### THE TASKS
1. In the post about the Ivy calculator, how does Ivy parse the expression 2*3+4?
2. Carry on the post about the Ivy calculator, starting after its final line.

### PASSAGE SHOWN
BEGIN

Rob PIke did it again! How does he do it? Everything he make is cool as fuck
pkg.go.dev/robpike.io/ivy > Ivy is an interpreter for an APL-like language. It is a plaything and a work in progress. It's a calcultator with apl syntax without math symbol. Pretty fun to use, could became my everyday calculator bignum with vectors and multidimensional arrays support
> Talks (old, but can be used as a language reference)
From the demo
# Operator precedence is unusual. # Unary operators operate on everything to the right. # Binary operators operate on the item immediately to the left, and everything to the right. 2*3+4 # Parsed as 2*(3+4), not the usual (2*3)+4. 2**2+3 # 2**5, not (2**2) + 3 (2**2)+3 # Use parentheses if you need to group differently.
# Inner product is written with a . between the operators. # This gives dot product: multiply corresponding elements and add the result. 1 2 3 4 +.* 2 3 4 5
# More rolls of a die. ?10 rho 6 # Remember a set of rolls. x = ?10 rho 6; x
I CAN'T WAIT UNTIL ROB PORTS IVY TO PLAN9 AND MAC OS!!!!

END

### STORED RECORDS
BEGIN

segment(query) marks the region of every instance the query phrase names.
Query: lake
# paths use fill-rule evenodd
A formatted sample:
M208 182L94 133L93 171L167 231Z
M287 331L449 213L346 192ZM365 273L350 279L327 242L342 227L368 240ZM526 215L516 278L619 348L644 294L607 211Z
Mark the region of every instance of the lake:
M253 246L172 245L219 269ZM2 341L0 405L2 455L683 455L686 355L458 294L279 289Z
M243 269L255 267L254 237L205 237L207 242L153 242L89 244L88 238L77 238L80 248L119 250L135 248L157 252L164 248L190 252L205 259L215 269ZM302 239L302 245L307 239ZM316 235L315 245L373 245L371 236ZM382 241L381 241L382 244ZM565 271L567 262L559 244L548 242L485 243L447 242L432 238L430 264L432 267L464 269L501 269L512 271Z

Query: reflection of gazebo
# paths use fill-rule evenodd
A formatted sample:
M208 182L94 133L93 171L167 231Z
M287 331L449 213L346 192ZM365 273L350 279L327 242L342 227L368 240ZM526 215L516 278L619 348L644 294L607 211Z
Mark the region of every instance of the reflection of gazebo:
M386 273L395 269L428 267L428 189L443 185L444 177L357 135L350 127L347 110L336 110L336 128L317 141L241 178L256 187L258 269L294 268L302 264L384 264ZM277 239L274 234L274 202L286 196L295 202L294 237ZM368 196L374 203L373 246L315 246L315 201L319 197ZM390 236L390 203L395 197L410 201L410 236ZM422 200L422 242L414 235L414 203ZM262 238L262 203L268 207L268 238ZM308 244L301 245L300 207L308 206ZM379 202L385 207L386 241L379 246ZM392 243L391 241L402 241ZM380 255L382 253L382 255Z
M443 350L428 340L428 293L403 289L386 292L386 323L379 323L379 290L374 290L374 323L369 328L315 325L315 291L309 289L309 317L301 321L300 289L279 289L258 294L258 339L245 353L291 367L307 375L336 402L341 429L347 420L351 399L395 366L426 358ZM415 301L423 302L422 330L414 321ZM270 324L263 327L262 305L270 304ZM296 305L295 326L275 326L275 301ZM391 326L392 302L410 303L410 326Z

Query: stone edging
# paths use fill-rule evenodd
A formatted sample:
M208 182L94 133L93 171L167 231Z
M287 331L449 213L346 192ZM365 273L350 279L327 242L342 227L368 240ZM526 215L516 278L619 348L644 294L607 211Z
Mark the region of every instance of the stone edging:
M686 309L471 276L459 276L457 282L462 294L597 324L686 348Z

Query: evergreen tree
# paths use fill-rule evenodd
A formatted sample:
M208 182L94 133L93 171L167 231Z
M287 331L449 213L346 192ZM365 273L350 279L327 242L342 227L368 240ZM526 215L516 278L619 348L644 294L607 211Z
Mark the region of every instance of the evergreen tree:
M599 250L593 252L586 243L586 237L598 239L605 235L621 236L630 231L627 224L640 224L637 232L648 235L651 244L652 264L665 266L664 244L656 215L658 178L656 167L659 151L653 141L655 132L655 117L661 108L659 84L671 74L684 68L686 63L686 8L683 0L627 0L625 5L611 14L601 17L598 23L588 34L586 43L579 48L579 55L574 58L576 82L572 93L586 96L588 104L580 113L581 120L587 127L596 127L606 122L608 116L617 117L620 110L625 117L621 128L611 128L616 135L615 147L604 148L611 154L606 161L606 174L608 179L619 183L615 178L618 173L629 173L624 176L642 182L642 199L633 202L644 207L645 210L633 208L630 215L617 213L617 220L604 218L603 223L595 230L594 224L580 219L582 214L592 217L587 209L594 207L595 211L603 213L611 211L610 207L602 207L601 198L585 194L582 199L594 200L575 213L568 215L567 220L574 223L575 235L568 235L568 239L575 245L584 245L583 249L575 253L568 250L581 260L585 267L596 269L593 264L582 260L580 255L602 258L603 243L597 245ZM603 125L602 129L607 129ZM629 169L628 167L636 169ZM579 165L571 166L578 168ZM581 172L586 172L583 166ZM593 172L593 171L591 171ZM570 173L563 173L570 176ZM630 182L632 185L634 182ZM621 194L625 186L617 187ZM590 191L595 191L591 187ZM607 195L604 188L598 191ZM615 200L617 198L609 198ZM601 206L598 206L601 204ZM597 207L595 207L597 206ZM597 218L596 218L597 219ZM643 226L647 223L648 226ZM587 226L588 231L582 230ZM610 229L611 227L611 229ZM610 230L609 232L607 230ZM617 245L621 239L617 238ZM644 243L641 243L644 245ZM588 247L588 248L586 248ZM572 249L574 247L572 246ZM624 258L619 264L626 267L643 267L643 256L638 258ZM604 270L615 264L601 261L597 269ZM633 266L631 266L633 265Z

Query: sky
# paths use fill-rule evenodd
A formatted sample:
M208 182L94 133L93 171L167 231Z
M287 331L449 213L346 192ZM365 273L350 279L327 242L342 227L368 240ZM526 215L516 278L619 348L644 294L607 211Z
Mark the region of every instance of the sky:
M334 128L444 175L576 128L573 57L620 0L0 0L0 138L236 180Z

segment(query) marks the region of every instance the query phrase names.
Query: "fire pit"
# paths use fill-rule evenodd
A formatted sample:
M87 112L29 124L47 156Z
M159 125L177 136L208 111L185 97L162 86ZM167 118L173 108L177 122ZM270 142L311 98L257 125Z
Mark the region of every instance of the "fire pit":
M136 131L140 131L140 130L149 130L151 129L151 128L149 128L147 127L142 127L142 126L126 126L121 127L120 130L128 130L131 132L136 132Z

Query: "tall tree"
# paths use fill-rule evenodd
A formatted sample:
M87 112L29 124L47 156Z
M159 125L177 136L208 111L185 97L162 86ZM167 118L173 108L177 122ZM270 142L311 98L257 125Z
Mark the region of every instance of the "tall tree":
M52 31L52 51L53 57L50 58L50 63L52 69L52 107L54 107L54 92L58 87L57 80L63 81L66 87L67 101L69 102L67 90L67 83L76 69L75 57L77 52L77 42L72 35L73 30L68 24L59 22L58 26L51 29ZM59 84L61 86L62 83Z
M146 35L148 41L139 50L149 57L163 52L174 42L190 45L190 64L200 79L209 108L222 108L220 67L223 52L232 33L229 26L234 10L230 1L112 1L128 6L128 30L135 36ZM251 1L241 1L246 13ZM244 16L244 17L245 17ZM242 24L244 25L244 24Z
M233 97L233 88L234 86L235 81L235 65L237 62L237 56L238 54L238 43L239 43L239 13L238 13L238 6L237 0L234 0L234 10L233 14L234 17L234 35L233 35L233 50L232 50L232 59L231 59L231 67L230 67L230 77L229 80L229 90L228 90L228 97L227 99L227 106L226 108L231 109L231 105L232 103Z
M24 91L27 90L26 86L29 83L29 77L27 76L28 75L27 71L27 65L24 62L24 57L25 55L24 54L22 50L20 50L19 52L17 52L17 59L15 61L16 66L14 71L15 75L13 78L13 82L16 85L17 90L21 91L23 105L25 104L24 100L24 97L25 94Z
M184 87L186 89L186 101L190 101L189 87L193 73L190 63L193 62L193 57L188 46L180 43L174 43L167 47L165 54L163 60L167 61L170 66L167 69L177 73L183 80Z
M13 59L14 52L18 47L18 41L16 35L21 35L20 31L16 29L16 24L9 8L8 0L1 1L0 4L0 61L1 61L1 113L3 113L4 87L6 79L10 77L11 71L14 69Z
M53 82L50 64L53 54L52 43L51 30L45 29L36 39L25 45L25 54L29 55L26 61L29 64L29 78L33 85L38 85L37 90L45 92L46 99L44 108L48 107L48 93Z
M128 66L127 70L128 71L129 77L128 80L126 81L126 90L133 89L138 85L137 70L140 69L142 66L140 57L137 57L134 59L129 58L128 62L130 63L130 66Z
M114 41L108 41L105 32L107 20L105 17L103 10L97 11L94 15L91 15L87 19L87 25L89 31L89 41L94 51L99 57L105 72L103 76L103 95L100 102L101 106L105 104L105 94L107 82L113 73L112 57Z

END

### TASK RESULTS
1. As 2*(3+4), not (2*3)+4.

2.
Owen Rivera
this wtf
yeah lets break basic laws of math lol what a great calculator
Luis Garcia
It's already there retard. Also there's a iOS and android port with limited functionality > PLAN9 It's Plan 9, with a space
Programming is not math tho. List does that too and with this alternative associativity you tend to use less parentheses and reason in forms like subject op S*(expression) which is nicer once you get used to It's not so hard to get to the new convention, just like you would do ti Polish or reverse-Polish notation
Nolan Collins
>laws of math you're retarded and a mathlet
Evan Lopez
it looks pretty based It's like a calculator on steroid with support for > vectors, > matrices > complex numbers > user defined operators > file i/o > bignum > rational infinite precision (no 0.1 + 0.2 != 0.3 problem) > high irrational precision (but not infinite)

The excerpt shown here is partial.